◆ **RECORDS TO PROCESS**:

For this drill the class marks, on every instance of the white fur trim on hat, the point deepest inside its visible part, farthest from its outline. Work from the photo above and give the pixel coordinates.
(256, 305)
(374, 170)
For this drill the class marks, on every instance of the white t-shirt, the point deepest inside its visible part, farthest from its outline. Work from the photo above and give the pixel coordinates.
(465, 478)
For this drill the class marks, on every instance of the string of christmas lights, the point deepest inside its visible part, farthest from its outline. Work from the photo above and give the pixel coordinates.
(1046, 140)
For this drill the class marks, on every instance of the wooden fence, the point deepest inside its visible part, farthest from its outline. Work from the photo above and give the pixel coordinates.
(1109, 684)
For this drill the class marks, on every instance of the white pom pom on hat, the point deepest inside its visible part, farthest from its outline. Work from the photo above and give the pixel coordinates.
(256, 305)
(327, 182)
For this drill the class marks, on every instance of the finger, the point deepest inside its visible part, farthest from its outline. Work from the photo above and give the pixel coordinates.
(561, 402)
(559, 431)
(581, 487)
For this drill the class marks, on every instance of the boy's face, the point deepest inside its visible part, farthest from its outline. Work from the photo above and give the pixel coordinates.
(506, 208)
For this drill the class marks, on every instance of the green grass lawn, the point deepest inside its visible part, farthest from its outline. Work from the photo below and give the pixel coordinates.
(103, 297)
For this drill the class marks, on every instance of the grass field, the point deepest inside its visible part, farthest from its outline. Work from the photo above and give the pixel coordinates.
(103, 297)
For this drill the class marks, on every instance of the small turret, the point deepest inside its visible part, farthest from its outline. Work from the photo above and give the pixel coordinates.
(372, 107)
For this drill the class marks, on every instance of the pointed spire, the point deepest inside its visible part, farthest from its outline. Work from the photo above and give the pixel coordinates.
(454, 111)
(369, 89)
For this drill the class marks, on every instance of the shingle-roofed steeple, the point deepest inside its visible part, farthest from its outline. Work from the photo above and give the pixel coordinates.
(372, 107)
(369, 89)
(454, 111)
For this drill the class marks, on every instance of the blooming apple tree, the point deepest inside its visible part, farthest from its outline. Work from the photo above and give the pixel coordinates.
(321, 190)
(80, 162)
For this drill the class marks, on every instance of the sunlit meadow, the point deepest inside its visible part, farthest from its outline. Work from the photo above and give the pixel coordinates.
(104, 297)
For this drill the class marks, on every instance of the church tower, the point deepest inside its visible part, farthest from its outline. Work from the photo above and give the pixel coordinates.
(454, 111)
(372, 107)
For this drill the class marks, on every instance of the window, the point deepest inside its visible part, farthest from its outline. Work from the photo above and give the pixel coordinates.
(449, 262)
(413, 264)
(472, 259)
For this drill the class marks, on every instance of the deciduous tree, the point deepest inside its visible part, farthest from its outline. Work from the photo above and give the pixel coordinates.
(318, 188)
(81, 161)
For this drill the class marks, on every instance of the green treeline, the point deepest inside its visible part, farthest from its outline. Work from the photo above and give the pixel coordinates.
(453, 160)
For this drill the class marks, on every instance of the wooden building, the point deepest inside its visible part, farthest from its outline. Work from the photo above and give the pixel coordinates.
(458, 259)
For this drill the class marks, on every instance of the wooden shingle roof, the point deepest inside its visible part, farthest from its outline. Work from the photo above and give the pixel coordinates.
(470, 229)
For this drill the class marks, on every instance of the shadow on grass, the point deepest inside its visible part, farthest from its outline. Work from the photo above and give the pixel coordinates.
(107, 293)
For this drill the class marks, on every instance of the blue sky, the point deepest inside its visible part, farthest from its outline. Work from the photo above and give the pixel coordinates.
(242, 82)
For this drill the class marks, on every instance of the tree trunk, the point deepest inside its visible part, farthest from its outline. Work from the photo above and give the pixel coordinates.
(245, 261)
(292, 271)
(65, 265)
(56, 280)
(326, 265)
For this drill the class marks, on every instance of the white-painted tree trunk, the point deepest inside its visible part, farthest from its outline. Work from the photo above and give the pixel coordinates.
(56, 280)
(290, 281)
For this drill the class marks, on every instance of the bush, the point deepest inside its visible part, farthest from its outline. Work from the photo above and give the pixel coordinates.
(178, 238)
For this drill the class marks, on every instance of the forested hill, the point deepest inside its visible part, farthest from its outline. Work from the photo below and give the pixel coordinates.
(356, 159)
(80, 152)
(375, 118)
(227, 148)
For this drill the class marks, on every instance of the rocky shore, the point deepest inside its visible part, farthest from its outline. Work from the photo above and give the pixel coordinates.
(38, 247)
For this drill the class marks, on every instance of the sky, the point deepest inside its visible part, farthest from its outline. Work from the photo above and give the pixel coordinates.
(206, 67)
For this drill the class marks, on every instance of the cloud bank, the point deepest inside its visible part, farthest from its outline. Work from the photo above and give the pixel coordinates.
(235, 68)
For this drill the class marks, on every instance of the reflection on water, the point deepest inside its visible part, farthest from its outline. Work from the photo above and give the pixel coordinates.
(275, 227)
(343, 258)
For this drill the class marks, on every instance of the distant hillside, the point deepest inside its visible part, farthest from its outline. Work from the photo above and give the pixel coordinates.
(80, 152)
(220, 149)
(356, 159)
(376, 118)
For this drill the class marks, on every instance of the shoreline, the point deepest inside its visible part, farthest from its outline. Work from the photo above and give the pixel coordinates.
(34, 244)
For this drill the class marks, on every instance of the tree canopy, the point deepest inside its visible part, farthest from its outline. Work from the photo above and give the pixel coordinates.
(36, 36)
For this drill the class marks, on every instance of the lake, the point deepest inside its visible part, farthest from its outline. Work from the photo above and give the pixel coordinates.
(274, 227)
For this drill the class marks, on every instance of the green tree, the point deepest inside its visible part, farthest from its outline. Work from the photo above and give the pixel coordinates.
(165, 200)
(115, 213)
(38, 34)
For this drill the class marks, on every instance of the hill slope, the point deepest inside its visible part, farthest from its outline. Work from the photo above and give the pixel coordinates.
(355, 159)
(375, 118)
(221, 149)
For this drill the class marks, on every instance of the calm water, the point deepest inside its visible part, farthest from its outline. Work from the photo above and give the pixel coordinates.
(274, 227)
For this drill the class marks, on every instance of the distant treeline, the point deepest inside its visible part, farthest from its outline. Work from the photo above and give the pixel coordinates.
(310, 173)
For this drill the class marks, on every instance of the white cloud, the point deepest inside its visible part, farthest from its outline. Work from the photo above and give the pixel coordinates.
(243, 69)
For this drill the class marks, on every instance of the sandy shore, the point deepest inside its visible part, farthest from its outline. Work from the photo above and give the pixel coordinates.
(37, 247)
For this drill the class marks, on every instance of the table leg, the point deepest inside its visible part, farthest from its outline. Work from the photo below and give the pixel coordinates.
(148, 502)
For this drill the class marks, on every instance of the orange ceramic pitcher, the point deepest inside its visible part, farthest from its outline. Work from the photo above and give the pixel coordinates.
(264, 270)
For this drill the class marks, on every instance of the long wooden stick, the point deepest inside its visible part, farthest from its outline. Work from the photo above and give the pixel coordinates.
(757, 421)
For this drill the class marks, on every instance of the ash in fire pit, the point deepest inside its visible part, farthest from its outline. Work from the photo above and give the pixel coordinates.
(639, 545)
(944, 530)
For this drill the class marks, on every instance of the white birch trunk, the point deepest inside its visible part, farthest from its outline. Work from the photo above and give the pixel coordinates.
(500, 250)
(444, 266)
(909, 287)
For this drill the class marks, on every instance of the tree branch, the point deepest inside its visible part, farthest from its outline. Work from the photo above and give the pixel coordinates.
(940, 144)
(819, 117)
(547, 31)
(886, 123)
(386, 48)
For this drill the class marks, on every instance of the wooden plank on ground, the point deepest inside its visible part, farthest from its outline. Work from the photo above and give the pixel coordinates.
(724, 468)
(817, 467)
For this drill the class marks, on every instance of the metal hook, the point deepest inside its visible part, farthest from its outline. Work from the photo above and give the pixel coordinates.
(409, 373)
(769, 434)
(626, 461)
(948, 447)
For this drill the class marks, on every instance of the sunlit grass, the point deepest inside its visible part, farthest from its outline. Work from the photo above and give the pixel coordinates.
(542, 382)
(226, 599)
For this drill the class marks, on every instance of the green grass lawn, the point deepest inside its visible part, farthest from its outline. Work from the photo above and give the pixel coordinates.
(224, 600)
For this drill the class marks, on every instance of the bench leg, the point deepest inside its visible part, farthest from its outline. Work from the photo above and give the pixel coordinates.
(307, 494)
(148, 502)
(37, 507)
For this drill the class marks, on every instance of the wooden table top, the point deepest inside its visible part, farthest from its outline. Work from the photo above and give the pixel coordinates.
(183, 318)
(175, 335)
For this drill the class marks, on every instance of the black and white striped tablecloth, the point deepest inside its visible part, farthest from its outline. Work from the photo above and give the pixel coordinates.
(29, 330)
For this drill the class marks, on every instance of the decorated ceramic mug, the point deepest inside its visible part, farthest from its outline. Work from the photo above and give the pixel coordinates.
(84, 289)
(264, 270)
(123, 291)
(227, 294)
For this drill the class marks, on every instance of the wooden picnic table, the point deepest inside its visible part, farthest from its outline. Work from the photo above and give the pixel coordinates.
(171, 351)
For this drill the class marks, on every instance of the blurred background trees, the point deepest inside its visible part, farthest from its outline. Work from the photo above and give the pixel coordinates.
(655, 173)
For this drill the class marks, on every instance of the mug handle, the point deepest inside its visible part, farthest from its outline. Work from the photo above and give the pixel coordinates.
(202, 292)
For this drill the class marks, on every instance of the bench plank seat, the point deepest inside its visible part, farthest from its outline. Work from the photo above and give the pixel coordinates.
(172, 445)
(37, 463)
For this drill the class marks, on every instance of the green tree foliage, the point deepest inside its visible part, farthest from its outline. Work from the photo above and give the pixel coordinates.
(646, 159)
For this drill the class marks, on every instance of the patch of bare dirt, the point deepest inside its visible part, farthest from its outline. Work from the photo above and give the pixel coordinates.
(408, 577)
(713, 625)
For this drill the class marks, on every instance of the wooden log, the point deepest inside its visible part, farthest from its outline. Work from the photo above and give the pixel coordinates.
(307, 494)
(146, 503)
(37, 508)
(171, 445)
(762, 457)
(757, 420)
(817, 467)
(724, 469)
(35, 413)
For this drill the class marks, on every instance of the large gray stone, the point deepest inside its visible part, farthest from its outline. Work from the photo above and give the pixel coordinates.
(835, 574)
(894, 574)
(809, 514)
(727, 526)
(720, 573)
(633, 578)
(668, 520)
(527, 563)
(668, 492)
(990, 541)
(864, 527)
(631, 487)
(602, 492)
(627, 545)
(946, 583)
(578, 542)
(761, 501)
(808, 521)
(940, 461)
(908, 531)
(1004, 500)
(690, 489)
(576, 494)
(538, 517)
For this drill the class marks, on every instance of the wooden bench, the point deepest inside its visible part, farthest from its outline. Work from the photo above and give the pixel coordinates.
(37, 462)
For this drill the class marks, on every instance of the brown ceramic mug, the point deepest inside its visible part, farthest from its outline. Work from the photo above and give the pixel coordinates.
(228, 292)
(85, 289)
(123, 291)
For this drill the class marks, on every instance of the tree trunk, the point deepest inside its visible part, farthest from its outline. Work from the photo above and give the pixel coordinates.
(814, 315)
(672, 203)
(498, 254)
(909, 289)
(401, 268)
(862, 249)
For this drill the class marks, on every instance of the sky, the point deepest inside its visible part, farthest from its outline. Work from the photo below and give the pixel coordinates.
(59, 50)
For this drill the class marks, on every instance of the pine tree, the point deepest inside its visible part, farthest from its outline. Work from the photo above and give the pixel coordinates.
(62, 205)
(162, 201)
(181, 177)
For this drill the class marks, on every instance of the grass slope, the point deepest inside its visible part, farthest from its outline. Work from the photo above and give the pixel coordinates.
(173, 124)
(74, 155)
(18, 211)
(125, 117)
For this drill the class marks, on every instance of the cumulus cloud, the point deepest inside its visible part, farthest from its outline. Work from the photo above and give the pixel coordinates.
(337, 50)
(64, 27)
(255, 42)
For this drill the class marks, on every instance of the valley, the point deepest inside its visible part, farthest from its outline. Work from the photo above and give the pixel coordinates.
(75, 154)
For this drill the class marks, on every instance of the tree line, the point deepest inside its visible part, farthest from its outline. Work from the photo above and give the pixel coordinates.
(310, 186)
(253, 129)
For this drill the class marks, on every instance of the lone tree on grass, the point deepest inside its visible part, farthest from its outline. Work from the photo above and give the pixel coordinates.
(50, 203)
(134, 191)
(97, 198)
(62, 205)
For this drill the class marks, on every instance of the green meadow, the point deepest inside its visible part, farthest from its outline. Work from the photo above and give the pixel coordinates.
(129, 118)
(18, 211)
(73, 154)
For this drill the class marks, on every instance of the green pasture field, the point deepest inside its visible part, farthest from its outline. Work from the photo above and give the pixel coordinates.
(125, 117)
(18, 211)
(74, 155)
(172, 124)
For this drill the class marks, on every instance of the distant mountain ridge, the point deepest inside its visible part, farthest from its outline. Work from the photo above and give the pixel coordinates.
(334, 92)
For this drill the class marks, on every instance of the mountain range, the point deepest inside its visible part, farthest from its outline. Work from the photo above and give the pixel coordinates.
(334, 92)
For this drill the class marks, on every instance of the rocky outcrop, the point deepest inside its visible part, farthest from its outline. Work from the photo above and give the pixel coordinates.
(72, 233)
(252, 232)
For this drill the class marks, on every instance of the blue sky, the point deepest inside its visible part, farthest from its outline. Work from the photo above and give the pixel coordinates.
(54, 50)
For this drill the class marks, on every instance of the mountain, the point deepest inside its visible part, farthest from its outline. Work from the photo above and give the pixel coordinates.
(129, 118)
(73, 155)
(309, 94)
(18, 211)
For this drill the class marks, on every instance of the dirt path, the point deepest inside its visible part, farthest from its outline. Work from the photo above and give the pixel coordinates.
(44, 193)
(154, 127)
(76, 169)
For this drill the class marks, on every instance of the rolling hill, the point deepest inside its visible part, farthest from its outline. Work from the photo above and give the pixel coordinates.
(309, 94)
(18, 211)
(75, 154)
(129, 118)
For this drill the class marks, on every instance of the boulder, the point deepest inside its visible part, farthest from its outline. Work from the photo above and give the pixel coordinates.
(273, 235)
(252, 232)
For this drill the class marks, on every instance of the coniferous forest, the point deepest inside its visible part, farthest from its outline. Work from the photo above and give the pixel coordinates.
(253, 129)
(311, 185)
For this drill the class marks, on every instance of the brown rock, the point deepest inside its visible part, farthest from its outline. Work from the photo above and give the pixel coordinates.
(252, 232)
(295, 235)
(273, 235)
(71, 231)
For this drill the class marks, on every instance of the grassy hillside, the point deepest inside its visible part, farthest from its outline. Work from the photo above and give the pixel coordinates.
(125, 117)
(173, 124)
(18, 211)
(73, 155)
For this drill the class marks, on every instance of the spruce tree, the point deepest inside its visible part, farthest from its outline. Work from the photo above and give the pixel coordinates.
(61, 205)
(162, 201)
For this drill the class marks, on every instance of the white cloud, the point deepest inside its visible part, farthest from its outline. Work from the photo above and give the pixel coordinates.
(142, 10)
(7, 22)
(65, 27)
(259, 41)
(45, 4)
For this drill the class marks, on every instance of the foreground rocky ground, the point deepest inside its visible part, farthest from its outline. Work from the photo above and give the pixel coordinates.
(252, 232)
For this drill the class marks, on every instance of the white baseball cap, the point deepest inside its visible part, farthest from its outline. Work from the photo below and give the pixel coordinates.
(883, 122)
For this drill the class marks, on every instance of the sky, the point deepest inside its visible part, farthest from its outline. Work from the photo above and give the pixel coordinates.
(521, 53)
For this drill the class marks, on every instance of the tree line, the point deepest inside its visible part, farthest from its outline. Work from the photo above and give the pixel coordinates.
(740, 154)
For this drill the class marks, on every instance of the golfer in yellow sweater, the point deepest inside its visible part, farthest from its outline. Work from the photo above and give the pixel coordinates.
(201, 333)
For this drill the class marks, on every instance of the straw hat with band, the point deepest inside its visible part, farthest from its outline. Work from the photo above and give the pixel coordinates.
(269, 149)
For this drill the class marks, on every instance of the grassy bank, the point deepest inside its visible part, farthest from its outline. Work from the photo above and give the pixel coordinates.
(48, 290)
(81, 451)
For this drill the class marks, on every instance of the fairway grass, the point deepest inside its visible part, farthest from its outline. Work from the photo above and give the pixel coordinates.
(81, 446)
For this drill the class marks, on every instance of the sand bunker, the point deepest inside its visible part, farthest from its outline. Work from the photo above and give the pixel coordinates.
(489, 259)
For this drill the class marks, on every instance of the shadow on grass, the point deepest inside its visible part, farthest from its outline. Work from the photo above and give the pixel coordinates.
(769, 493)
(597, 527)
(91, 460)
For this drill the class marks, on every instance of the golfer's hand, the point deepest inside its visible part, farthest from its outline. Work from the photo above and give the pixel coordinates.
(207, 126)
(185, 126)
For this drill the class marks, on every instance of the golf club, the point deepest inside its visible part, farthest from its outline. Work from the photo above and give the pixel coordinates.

◆ **WHAT THE TASK ASKS**: All lines from the line containing "grassy bank, the" through the end of the listing above are to be duplicated exactly; include both ends and nothing further.

◆ **IN RESPONSE**:
For this drill the class marks, on every instance of the grassy bank, the point deepest inside its visible part, farthest from its outline. Work from the photo above and give the pixel coordinates.
(48, 290)
(81, 451)
For this drill the class marks, on every instance of the fairway grass, the point deepest inside its visible part, farthest from its outline. Work from the photo above and give the pixel coordinates.
(81, 446)
For this drill the class marks, on every instance of the sand bunker, the point deepest inside its visible part, farthest from its outline. Work from the photo above and give the pixel coordinates.
(489, 259)
For this drill the class marks, on every instance of the shadow on grass, the point deepest inside its visible part, farthest from its outline. Work from the photo above and give the pixel coordinates.
(769, 493)
(597, 527)
(91, 460)
For this drill the class marks, on every instance of the golfer's hand, the point deepest inside its visible part, farthest from its outline. Work from the photo above and give the pixel coordinates.
(207, 126)
(185, 126)
For this drill the class marks, on every instance of the golf club, the point deepest inside its visible part, farthest from its outline. Work from the photo above and give the pixel coordinates.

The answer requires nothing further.